Written task: State how many lines in the records below contain the string "sleeve", counting only matches with the same case. Reply with the number alone.

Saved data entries
--- begin ---
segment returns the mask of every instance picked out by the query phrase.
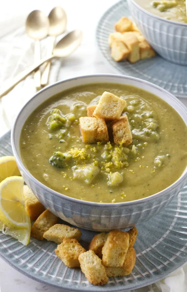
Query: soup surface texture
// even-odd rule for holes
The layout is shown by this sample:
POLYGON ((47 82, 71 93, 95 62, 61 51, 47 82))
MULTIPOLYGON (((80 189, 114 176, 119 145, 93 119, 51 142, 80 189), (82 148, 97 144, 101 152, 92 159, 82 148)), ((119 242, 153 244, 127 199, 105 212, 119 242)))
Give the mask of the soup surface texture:
POLYGON ((185 0, 135 0, 137 3, 153 14, 169 20, 187 23, 185 0))
POLYGON ((20 147, 26 168, 47 186, 81 200, 115 203, 150 196, 176 181, 186 166, 187 138, 181 117, 159 98, 130 86, 99 83, 73 88, 41 105, 24 126, 20 147), (113 142, 110 122, 110 142, 82 141, 79 118, 105 91, 127 102, 122 114, 133 138, 128 147, 113 142))

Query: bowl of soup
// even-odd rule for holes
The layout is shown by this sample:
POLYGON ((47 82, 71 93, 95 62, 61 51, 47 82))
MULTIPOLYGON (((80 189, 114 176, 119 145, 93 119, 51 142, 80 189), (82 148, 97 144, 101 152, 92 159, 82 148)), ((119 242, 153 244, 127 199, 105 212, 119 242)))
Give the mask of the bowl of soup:
POLYGON ((13 154, 26 184, 57 216, 86 229, 123 229, 160 212, 184 185, 186 113, 172 95, 140 79, 69 79, 41 90, 22 110, 12 132, 13 154), (83 142, 79 119, 105 92, 125 101, 128 145, 114 143, 110 121, 108 141, 83 142))
POLYGON ((168 61, 186 66, 185 1, 128 0, 127 2, 134 21, 154 49, 168 61))

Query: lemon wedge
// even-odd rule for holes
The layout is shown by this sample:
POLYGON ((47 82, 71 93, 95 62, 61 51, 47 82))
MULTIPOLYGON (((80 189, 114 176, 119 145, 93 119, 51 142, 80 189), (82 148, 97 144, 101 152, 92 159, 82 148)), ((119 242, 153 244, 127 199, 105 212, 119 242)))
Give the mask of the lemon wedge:
POLYGON ((30 224, 25 210, 24 183, 20 176, 7 178, 0 183, 0 221, 12 229, 27 229, 30 224))
POLYGON ((17 239, 24 245, 27 245, 29 243, 31 236, 31 222, 28 222, 28 227, 24 229, 14 229, 8 227, 0 221, 0 231, 4 234, 10 235, 17 239))
POLYGON ((20 175, 13 156, 0 157, 0 182, 9 176, 20 175))

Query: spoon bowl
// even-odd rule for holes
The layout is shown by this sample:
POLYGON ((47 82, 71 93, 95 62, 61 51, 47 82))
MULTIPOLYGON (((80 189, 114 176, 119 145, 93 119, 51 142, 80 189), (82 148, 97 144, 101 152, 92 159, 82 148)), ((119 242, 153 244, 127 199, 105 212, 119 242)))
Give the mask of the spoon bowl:
POLYGON ((42 39, 47 35, 49 21, 42 11, 34 10, 28 16, 26 22, 26 32, 35 40, 42 39))
POLYGON ((49 22, 48 34, 57 36, 65 31, 67 25, 67 15, 64 10, 60 6, 55 7, 48 16, 49 22))

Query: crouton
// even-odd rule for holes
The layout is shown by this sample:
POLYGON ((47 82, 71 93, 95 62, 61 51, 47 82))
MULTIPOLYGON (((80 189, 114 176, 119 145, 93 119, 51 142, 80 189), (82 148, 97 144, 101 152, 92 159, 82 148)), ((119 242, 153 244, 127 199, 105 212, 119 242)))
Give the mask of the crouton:
POLYGON ((87 115, 88 117, 94 118, 95 117, 93 115, 93 113, 95 110, 97 105, 90 105, 87 108, 87 115))
POLYGON ((23 187, 26 211, 31 220, 35 220, 45 211, 45 207, 27 185, 23 187))
POLYGON ((58 218, 46 210, 37 218, 31 228, 31 236, 38 240, 43 240, 43 236, 51 226, 58 223, 58 218))
POLYGON ((130 32, 132 30, 132 22, 127 17, 122 17, 116 22, 114 27, 117 32, 130 32))
POLYGON ((133 21, 132 22, 132 30, 133 32, 140 32, 140 31, 138 28, 137 25, 133 21))
POLYGON ((140 59, 147 59, 155 57, 155 52, 147 41, 144 40, 140 43, 139 47, 140 59))
POLYGON ((133 32, 123 34, 122 41, 130 51, 127 59, 131 63, 135 63, 140 60, 139 41, 133 32))
POLYGON ((114 141, 117 145, 127 146, 132 142, 132 135, 127 116, 111 123, 114 141))
POLYGON ((102 249, 102 263, 106 267, 122 267, 129 248, 129 234, 113 230, 109 232, 102 249))
POLYGON ((136 236, 138 231, 134 226, 128 231, 129 234, 129 248, 132 247, 136 239, 136 236))
POLYGON ((108 141, 108 130, 103 119, 84 117, 80 118, 79 120, 83 142, 85 143, 106 143, 108 141))
POLYGON ((93 251, 81 253, 79 257, 81 268, 90 283, 93 285, 103 285, 108 281, 101 260, 93 251))
POLYGON ((118 120, 126 104, 124 100, 105 91, 100 98, 93 114, 106 120, 118 120))
POLYGON ((112 45, 111 55, 115 61, 118 62, 128 58, 130 51, 122 41, 116 41, 112 45))
POLYGON ((81 234, 81 232, 77 228, 64 224, 56 224, 45 232, 43 237, 47 240, 59 244, 64 238, 75 238, 79 241, 81 234))
POLYGON ((113 43, 115 41, 121 41, 122 34, 121 32, 113 32, 109 35, 108 43, 111 47, 113 43))
POLYGON ((131 273, 136 262, 136 253, 134 248, 129 248, 121 267, 105 267, 108 277, 122 277, 128 276, 131 273))
POLYGON ((74 238, 65 238, 55 250, 56 255, 66 266, 70 268, 79 267, 79 256, 86 250, 74 238))
POLYGON ((102 232, 99 234, 96 234, 93 238, 90 244, 88 249, 93 251, 95 254, 100 258, 102 258, 103 255, 102 248, 106 242, 108 236, 108 234, 105 232, 102 232))
POLYGON ((140 42, 143 41, 145 40, 145 38, 140 32, 133 32, 133 33, 135 36, 136 36, 140 42))

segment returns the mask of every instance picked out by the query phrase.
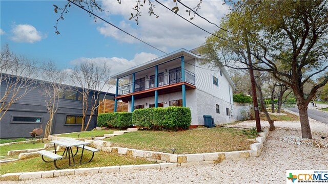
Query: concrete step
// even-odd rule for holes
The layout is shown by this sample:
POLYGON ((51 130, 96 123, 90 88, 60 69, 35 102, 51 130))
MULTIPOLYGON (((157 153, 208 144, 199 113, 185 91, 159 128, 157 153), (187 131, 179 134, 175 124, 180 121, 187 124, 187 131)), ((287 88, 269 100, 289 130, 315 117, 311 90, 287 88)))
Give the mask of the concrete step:
POLYGON ((94 140, 101 140, 103 139, 106 139, 106 137, 105 136, 103 136, 103 137, 94 137, 94 140))
POLYGON ((138 131, 138 129, 136 128, 128 128, 128 130, 127 130, 127 131, 138 131))
POLYGON ((124 134, 124 131, 115 131, 113 133, 113 134, 114 134, 114 135, 122 135, 124 134))
POLYGON ((111 137, 114 136, 114 134, 104 134, 104 136, 105 137, 111 137))

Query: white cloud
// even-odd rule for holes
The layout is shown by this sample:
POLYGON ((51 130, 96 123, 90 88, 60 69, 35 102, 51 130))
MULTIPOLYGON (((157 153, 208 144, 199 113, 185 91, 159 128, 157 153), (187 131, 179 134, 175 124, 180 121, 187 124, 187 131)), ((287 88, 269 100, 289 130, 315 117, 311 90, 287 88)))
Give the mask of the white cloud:
MULTIPOLYGON (((157 57, 158 56, 155 54, 142 52, 136 54, 134 55, 134 58, 130 60, 117 57, 79 58, 71 61, 70 63, 73 65, 76 65, 79 63, 91 61, 99 64, 106 63, 110 66, 111 75, 113 75, 157 57)), ((68 69, 67 71, 69 72, 69 69, 68 69)))
POLYGON ((2 29, 0 29, 0 35, 4 35, 5 34, 6 34, 6 32, 2 29))
MULTIPOLYGON (((194 7, 198 1, 186 1, 183 3, 190 7, 194 7)), ((108 14, 108 19, 110 19, 111 16, 114 15, 123 16, 124 20, 117 25, 119 27, 160 49, 166 50, 169 47, 197 47, 205 41, 206 37, 210 36, 209 34, 182 19, 156 2, 153 2, 153 3, 156 5, 154 12, 159 15, 159 17, 156 18, 154 16, 148 15, 149 7, 146 3, 140 9, 142 16, 139 17, 139 25, 135 26, 136 23, 133 19, 129 20, 131 13, 135 13, 132 9, 135 5, 135 1, 122 1, 120 5, 116 1, 107 1, 102 3, 104 9, 110 12, 108 14)), ((163 2, 162 3, 170 8, 175 6, 173 1, 163 2)), ((201 8, 197 12, 218 25, 221 17, 229 11, 228 6, 222 4, 222 2, 220 1, 204 1, 201 4, 201 8)), ((190 17, 185 11, 187 8, 181 5, 179 7, 179 13, 190 20, 190 17)), ((210 32, 218 29, 215 26, 197 15, 191 21, 210 32)), ((122 42, 130 43, 140 42, 107 24, 98 27, 97 30, 105 37, 113 37, 122 42)))
POLYGON ((33 43, 47 37, 47 35, 36 30, 32 25, 15 25, 11 30, 12 36, 11 40, 17 42, 27 42, 33 43))

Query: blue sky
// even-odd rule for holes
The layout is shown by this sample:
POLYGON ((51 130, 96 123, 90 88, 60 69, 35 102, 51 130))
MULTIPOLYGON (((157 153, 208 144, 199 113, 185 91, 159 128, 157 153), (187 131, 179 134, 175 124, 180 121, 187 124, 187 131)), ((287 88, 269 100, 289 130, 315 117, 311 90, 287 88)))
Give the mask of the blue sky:
MULTIPOLYGON (((173 1, 162 1, 170 8, 173 1)), ((183 1, 194 7, 198 1, 183 1)), ((204 42, 209 34, 156 2, 155 13, 158 18, 149 16, 146 3, 141 10, 139 25, 129 20, 135 1, 116 0, 99 2, 108 12, 96 13, 106 20, 151 45, 170 53, 184 48, 192 49, 204 42)), ((134 39, 101 20, 95 22, 82 9, 72 5, 64 20, 58 24, 60 34, 54 33, 59 13, 53 4, 64 7, 65 1, 0 1, 1 43, 8 43, 11 51, 39 62, 52 60, 59 68, 71 68, 79 62, 93 60, 107 62, 111 73, 127 69, 136 64, 165 55, 164 53, 134 39)), ((217 24, 228 12, 227 6, 219 1, 205 1, 198 13, 217 24)), ((186 8, 180 6, 180 13, 189 19, 186 8)), ((215 26, 198 17, 192 21, 212 32, 215 26)))

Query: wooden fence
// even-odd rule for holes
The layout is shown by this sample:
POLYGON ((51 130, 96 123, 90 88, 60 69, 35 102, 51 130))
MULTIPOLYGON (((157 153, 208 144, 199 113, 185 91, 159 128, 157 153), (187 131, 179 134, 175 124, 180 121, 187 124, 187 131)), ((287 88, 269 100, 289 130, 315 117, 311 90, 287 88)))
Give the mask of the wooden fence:
MULTIPOLYGON (((113 112, 114 107, 115 106, 115 101, 105 99, 105 101, 101 103, 98 107, 98 114, 113 112)), ((123 102, 117 102, 117 107, 116 108, 116 112, 127 112, 128 111, 128 103, 123 102)))

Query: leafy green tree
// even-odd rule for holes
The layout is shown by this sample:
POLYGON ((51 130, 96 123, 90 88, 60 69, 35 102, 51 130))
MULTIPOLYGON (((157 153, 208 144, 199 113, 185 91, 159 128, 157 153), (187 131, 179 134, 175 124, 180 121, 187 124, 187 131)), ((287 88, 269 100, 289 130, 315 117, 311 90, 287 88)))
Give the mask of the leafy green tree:
POLYGON ((222 20, 199 52, 209 62, 272 74, 293 90, 303 138, 312 139, 308 105, 328 81, 328 5, 326 1, 240 1, 222 20), (250 64, 251 59, 253 64, 250 64), (321 82, 304 95, 304 85, 318 75, 321 82))

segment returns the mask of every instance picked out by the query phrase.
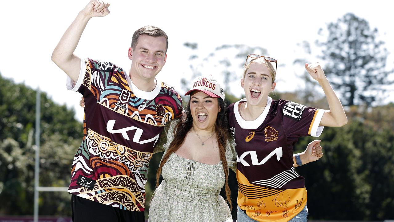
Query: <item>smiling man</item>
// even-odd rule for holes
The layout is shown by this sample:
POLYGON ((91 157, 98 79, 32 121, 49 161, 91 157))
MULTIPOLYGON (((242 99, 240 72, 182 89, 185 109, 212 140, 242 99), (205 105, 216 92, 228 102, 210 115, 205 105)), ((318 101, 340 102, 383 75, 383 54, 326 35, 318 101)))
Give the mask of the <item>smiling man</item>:
POLYGON ((69 77, 67 88, 85 101, 84 136, 68 190, 76 222, 145 221, 149 160, 164 126, 182 113, 178 94, 155 79, 165 64, 168 45, 160 28, 145 26, 134 33, 128 71, 74 54, 89 20, 108 15, 109 6, 91 0, 52 54, 69 77))

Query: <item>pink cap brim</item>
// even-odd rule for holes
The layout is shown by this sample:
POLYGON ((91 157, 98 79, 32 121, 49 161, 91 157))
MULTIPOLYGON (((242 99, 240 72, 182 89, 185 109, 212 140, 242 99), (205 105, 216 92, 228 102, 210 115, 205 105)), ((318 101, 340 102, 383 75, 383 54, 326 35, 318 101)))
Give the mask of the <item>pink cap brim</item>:
POLYGON ((200 92, 202 92, 205 94, 206 94, 208 96, 214 98, 220 98, 220 96, 216 95, 216 94, 210 91, 208 91, 208 90, 206 90, 204 89, 192 89, 191 90, 189 90, 185 94, 185 96, 187 96, 191 93, 193 91, 199 91, 200 92))

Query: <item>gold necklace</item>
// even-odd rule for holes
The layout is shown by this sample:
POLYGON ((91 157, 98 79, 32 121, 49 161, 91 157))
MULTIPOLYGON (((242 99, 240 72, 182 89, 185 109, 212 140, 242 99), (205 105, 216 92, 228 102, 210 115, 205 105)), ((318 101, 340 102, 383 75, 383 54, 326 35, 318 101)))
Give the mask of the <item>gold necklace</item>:
MULTIPOLYGON (((212 137, 212 136, 214 134, 215 134, 215 133, 214 133, 210 135, 211 136, 208 137, 208 139, 206 139, 205 141, 203 141, 203 140, 201 139, 201 138, 200 138, 200 136, 198 135, 198 134, 197 134, 197 132, 196 132, 196 131, 194 130, 194 127, 193 127, 193 131, 194 131, 194 133, 195 133, 196 134, 196 135, 197 135, 197 137, 198 137, 200 141, 201 141, 201 142, 203 143, 202 143, 201 144, 201 145, 203 146, 203 147, 204 146, 204 145, 205 145, 204 144, 204 143, 205 143, 205 142, 206 142, 207 140, 209 139, 209 138, 210 138, 211 137, 212 137)), ((201 137, 205 137, 206 136, 208 136, 208 135, 206 135, 206 136, 201 137)))

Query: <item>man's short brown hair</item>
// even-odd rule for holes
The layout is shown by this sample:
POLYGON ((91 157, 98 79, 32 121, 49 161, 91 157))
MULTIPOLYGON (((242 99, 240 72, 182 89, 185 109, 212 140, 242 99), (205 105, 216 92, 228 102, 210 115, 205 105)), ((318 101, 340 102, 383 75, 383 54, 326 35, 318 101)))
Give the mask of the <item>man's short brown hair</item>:
POLYGON ((168 49, 168 36, 164 31, 157 27, 150 25, 146 25, 134 32, 133 38, 131 39, 131 47, 133 49, 135 49, 134 48, 138 43, 138 38, 140 36, 144 35, 154 37, 164 36, 165 38, 165 42, 167 43, 165 45, 165 53, 167 53, 167 49, 168 49))

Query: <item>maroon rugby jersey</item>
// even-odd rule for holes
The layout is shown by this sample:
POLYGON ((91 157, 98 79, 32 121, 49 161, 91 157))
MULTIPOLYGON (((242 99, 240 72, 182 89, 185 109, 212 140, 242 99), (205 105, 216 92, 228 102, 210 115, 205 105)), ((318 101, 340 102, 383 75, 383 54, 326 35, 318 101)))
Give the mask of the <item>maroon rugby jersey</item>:
POLYGON ((227 109, 237 152, 238 205, 258 221, 288 221, 307 203, 304 179, 294 170, 293 147, 299 137, 319 136, 325 110, 268 98, 256 120, 246 121, 238 107, 227 109))
POLYGON ((85 100, 84 137, 74 158, 68 192, 121 209, 143 211, 145 185, 154 148, 168 121, 180 116, 182 101, 158 82, 140 90, 110 62, 81 59, 76 83, 67 88, 85 100))

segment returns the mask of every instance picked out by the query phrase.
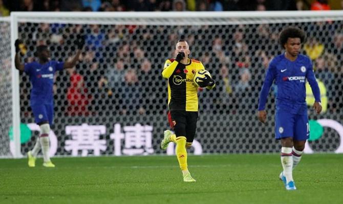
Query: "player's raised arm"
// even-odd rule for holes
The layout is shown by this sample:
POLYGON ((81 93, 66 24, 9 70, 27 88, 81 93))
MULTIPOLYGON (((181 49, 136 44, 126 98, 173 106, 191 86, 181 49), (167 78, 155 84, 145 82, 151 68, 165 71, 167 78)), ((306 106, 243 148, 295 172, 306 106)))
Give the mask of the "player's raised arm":
POLYGON ((65 69, 69 69, 74 67, 76 64, 76 62, 78 60, 80 57, 80 55, 83 46, 84 45, 84 37, 83 36, 77 39, 76 43, 77 46, 77 52, 76 55, 74 56, 74 58, 71 61, 66 62, 63 66, 63 68, 65 69))
POLYGON ((15 40, 14 45, 15 46, 15 56, 14 57, 14 64, 15 68, 20 71, 24 70, 24 64, 21 62, 20 54, 19 53, 20 46, 23 44, 23 41, 19 39, 15 40))
POLYGON ((266 103, 267 102, 267 97, 269 92, 270 87, 273 84, 273 81, 275 79, 275 67, 272 61, 269 64, 269 67, 267 70, 266 77, 265 78, 262 89, 260 93, 260 98, 259 101, 259 112, 258 117, 259 120, 262 122, 265 122, 267 119, 267 113, 266 112, 266 103))
POLYGON ((185 54, 183 52, 179 52, 176 56, 175 60, 172 62, 170 60, 167 60, 164 63, 164 67, 163 71, 162 72, 162 76, 163 78, 168 79, 175 70, 176 66, 185 57, 185 54))

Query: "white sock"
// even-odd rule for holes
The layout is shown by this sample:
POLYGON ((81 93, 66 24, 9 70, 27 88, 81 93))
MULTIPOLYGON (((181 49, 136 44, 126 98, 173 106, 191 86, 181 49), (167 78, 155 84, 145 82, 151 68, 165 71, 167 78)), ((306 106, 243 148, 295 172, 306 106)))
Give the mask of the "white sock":
POLYGON ((50 156, 49 155, 49 152, 50 151, 50 145, 49 140, 49 136, 42 136, 41 135, 40 136, 39 139, 40 140, 40 144, 41 145, 41 151, 43 153, 44 162, 50 162, 50 156))
POLYGON ((294 148, 294 147, 293 147, 293 148, 292 149, 292 157, 293 157, 293 169, 294 168, 295 168, 296 165, 298 165, 299 162, 300 162, 300 160, 302 159, 302 155, 303 155, 303 152, 304 151, 297 150, 294 148))
POLYGON ((41 151, 43 153, 44 162, 50 161, 50 156, 49 155, 50 144, 49 140, 49 133, 50 132, 50 125, 49 124, 43 124, 39 126, 40 128, 40 136, 39 140, 41 146, 41 151))
POLYGON ((39 151, 40 151, 40 141, 39 141, 39 138, 38 137, 36 140, 36 143, 34 145, 34 147, 31 150, 32 156, 34 157, 37 157, 37 155, 39 151))
POLYGON ((284 175, 286 177, 286 183, 293 181, 292 173, 293 167, 293 157, 292 157, 292 148, 281 148, 281 164, 284 168, 284 175))

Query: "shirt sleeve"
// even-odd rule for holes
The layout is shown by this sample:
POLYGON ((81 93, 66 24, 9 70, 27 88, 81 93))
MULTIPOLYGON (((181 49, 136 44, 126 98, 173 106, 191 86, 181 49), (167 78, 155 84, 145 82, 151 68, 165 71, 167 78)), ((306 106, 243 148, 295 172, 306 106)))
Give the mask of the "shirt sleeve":
POLYGON ((169 60, 166 60, 163 66, 163 70, 162 72, 162 76, 163 78, 169 79, 175 71, 178 64, 179 63, 175 60, 173 62, 169 60))
POLYGON ((311 89, 314 95, 314 98, 316 102, 320 102, 320 91, 318 86, 318 83, 313 72, 313 67, 310 59, 309 60, 309 66, 307 71, 306 72, 306 79, 310 84, 311 89))
MULTIPOLYGON (((205 70, 205 67, 204 66, 204 65, 202 64, 201 62, 200 62, 200 65, 198 66, 198 68, 197 68, 197 71, 199 70, 205 70)), ((213 76, 211 76, 213 78, 213 76)), ((206 87, 206 88, 207 89, 211 90, 213 88, 215 88, 215 86, 216 86, 216 83, 214 83, 212 86, 208 86, 206 87)))
POLYGON ((275 78, 276 68, 274 64, 273 61, 272 61, 269 64, 269 66, 267 70, 267 73, 265 78, 262 89, 260 93, 260 100, 259 101, 259 111, 262 111, 266 109, 266 103, 267 102, 267 97, 269 92, 270 87, 273 84, 273 81, 275 78))
POLYGON ((56 71, 61 71, 63 70, 63 67, 65 65, 65 63, 59 61, 54 61, 55 67, 56 71))

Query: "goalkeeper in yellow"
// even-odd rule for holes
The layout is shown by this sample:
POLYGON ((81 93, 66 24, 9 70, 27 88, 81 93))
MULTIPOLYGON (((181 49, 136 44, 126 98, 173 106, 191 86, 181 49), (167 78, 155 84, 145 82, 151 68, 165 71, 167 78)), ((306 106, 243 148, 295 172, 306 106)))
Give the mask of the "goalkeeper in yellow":
MULTIPOLYGON (((198 121, 198 87, 193 83, 193 76, 199 70, 204 70, 201 62, 190 59, 187 41, 179 40, 175 47, 176 57, 165 61, 162 75, 168 79, 168 120, 172 131, 164 131, 161 148, 165 149, 170 142, 176 144, 176 156, 182 171, 183 181, 195 182, 187 165, 187 150, 190 147, 197 129, 198 121)), ((208 75, 198 82, 199 87, 211 89, 215 82, 208 75)))

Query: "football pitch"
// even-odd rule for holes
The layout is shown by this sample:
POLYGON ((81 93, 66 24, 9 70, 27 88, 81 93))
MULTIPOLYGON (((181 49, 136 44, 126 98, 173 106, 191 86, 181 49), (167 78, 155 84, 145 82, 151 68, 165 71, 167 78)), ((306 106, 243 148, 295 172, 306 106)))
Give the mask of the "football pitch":
POLYGON ((175 156, 55 158, 54 168, 0 159, 0 203, 339 203, 343 155, 306 155, 298 190, 278 180, 278 155, 189 156, 197 182, 183 182, 175 156))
--- end ---
Output: 2